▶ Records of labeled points
———
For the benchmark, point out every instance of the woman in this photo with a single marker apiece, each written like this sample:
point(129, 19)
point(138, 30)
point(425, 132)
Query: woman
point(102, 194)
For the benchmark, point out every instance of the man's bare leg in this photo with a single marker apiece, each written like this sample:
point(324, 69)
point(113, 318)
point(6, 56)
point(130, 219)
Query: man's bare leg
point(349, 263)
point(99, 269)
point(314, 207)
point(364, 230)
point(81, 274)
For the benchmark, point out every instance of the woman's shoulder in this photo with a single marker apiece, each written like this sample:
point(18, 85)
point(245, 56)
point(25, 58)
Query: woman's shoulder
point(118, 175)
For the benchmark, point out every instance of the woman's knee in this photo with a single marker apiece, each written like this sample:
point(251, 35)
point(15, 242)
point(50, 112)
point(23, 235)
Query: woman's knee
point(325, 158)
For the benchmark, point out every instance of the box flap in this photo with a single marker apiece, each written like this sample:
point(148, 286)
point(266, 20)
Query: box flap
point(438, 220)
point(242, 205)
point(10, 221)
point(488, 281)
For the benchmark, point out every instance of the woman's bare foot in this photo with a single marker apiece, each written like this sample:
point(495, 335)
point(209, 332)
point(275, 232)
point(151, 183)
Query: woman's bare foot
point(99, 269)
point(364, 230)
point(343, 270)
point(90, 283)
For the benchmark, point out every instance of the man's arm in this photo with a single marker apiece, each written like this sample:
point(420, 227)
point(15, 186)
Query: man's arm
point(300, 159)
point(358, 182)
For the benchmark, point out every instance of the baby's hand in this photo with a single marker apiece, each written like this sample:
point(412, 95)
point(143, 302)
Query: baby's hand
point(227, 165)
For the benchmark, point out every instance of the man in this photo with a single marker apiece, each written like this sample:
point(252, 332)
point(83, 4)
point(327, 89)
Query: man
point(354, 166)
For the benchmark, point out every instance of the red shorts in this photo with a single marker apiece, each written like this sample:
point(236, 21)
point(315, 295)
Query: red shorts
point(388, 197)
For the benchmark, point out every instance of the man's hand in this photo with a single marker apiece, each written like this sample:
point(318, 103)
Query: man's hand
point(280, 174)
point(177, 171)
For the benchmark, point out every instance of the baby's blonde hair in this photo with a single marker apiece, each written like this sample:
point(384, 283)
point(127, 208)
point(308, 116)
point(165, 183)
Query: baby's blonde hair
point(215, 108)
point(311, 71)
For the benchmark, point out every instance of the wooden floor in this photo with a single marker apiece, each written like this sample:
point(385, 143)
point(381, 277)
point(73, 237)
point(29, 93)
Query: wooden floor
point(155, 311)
———
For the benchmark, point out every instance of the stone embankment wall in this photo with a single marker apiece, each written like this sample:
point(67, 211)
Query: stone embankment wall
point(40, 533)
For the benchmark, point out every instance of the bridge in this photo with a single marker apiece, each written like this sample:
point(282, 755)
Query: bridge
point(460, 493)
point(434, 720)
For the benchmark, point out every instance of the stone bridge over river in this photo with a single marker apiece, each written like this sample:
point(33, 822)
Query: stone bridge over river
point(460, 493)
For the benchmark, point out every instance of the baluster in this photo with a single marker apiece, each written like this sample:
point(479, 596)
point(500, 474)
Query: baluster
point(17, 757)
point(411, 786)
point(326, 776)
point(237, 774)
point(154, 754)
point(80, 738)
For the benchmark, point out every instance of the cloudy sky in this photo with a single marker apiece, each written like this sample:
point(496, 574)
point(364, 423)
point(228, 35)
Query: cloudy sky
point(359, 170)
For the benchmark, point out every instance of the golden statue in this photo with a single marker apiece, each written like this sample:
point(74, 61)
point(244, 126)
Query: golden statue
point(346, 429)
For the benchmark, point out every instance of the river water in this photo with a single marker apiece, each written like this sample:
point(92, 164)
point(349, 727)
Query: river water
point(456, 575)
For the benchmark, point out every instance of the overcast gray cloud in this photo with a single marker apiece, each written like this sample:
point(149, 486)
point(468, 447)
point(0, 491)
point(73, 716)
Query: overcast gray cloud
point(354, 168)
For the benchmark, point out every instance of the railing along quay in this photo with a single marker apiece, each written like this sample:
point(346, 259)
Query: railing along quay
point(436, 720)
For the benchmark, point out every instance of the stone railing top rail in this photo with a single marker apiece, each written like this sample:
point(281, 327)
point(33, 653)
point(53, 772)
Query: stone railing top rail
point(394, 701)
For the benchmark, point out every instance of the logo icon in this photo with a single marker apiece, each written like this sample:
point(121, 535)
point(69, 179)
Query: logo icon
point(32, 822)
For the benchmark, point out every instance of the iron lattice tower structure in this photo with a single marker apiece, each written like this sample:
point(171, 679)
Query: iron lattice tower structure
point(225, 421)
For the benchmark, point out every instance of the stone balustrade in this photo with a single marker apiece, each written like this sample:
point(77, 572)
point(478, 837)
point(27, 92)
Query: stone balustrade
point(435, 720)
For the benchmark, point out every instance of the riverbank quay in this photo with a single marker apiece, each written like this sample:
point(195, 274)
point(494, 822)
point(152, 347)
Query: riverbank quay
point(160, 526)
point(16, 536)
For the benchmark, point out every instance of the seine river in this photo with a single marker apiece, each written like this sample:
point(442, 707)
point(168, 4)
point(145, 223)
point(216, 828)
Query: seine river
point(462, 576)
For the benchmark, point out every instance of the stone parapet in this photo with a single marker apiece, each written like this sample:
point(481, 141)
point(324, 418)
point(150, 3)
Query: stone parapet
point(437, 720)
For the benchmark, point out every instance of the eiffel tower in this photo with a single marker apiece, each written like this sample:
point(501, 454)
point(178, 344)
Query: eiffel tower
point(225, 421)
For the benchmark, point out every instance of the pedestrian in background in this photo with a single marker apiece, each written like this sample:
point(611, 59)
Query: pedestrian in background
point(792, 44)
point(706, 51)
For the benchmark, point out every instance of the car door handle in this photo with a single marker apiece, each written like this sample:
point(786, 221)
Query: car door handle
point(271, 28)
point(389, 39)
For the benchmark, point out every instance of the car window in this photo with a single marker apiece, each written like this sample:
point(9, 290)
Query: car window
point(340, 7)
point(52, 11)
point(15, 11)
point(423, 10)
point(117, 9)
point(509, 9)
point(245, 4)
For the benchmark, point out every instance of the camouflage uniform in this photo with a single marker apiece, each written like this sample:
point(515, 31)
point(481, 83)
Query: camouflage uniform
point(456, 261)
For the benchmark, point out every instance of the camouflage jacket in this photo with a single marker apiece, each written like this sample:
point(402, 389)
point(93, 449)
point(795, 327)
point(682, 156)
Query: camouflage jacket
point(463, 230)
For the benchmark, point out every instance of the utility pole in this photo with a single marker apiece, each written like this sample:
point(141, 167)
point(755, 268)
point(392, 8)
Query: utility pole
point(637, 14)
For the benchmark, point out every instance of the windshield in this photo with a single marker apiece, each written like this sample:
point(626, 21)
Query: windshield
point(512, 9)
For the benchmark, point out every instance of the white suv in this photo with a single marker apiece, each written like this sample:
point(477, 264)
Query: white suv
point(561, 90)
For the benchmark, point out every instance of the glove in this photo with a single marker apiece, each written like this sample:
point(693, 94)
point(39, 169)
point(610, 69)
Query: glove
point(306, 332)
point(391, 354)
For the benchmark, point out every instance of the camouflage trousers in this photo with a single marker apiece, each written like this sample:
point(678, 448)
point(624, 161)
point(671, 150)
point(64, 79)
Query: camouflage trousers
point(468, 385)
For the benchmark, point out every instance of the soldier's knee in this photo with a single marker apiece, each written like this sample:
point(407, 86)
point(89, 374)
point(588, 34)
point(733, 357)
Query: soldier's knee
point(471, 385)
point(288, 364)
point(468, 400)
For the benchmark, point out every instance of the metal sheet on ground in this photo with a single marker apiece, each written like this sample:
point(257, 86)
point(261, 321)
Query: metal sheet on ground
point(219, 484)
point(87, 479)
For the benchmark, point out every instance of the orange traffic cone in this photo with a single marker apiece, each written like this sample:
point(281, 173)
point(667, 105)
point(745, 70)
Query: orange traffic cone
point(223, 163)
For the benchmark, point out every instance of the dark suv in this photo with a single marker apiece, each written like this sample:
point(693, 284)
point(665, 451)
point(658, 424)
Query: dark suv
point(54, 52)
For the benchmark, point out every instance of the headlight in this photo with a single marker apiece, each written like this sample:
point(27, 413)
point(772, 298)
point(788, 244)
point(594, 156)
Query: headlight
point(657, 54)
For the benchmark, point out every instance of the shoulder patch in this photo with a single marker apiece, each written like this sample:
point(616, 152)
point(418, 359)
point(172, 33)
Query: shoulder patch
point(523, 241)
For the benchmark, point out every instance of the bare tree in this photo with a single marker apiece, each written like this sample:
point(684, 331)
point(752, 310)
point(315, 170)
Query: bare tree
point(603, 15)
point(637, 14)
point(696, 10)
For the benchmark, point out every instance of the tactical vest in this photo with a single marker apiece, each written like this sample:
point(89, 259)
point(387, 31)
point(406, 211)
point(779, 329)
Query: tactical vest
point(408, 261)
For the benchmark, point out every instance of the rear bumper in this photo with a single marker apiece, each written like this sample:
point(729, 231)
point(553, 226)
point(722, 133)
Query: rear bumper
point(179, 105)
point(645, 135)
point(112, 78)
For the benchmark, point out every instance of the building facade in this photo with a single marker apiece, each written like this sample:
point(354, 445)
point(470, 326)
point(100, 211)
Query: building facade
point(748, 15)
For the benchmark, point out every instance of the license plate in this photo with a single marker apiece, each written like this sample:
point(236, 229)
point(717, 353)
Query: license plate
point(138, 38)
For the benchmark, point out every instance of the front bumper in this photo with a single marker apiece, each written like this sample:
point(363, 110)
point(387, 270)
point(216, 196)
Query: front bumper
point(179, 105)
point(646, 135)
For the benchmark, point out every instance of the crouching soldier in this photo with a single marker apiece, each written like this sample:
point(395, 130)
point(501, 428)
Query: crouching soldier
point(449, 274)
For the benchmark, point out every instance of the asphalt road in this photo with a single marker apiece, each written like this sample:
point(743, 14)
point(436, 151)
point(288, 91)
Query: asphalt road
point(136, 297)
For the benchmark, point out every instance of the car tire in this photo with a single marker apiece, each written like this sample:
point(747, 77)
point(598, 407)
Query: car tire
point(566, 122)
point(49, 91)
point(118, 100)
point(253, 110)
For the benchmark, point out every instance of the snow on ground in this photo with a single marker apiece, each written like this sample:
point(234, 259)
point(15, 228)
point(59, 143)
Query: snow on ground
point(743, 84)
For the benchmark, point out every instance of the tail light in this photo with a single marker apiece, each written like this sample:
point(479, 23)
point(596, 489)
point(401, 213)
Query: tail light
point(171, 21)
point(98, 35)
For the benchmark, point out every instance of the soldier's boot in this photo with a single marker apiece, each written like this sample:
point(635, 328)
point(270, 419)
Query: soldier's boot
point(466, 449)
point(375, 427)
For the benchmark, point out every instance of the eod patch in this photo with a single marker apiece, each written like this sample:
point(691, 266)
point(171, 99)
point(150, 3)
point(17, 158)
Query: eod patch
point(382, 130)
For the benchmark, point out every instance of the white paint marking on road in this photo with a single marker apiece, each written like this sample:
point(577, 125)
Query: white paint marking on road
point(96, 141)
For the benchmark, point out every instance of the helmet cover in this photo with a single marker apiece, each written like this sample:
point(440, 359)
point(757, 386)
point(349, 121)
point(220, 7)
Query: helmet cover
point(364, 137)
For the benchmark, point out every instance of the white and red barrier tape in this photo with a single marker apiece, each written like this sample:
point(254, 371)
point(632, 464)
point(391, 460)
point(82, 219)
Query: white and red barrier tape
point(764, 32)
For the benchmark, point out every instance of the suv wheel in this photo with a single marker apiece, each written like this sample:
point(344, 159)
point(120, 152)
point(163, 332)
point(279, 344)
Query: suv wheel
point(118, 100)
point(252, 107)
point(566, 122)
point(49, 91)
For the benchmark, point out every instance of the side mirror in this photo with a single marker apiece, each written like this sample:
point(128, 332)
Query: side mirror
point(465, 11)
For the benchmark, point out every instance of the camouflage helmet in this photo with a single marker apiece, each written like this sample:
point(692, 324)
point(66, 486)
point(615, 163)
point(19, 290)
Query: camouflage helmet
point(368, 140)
———
▶ CHALLENGE
Could you copy the records above, from the line with "For the benchmark, point out every instance of the woman in" up to and including the line with "point(102, 194)", exactly as they appear?

▶ EXPECTED ANSWER
For the benchmark, point out every instance of the woman in this photo with a single marker apiece, each written like this sample:
point(129, 19)
point(138, 30)
point(425, 132)
Query: woman
point(102, 194)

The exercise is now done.